• Exercise
Put every line of the material below into a JSON list of strings, one string per line, with blank lines omitted. Leave the pictures out.

-- start Supplied information --

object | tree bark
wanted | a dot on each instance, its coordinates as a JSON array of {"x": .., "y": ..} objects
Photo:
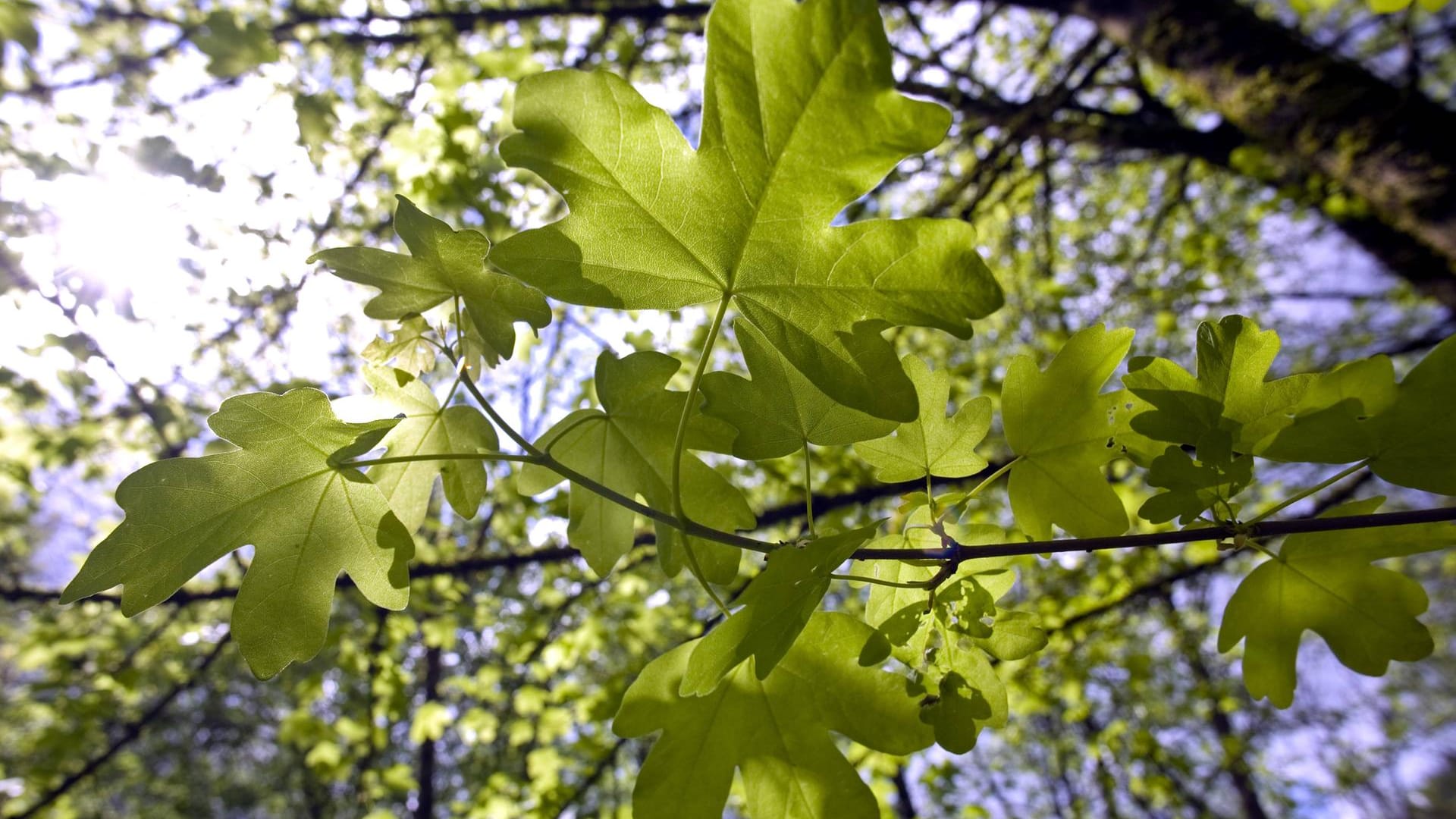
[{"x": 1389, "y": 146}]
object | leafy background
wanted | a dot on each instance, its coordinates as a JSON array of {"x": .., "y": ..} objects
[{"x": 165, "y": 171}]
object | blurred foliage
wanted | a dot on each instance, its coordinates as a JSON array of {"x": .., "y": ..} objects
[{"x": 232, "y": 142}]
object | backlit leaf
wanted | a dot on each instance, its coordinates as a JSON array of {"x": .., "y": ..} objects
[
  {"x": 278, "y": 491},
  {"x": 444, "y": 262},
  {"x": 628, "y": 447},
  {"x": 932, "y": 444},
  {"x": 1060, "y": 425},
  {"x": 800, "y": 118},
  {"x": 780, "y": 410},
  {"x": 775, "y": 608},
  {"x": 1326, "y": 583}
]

-- end Supplied information --

• Solution below
[
  "object | tree bark",
  "wanted | a dot on each instance, its coordinates as a JSON array of {\"x\": .., \"y\": ..} objects",
  "Photo:",
  "[{\"x\": 1389, \"y\": 146}]",
  "object | leafy background",
  "wanted | a dot on each instance, its coordinates as a JSON array of {\"x\": .., \"y\": ..} objects",
  "[{\"x\": 165, \"y\": 171}]",
  "object | blurred foliage",
  "wanted | a dot on each instance, its coordinates as a JSON array of {\"x\": .., \"y\": ..} objects",
  "[{\"x\": 232, \"y\": 142}]",
  "object | backlit leaf",
  "wanted | a dot on each instance, its coordinates as a JSON array of {\"x\": .., \"y\": ..} objects",
  "[",
  "  {\"x\": 278, \"y\": 491},",
  "  {\"x\": 444, \"y\": 262},",
  "  {\"x\": 628, \"y\": 447},",
  "  {\"x\": 932, \"y\": 444},",
  "  {\"x\": 1060, \"y\": 425},",
  "  {\"x\": 800, \"y\": 118},",
  "  {\"x\": 780, \"y\": 410},",
  "  {\"x\": 775, \"y\": 608},",
  "  {\"x\": 1326, \"y\": 583}",
  "]"
]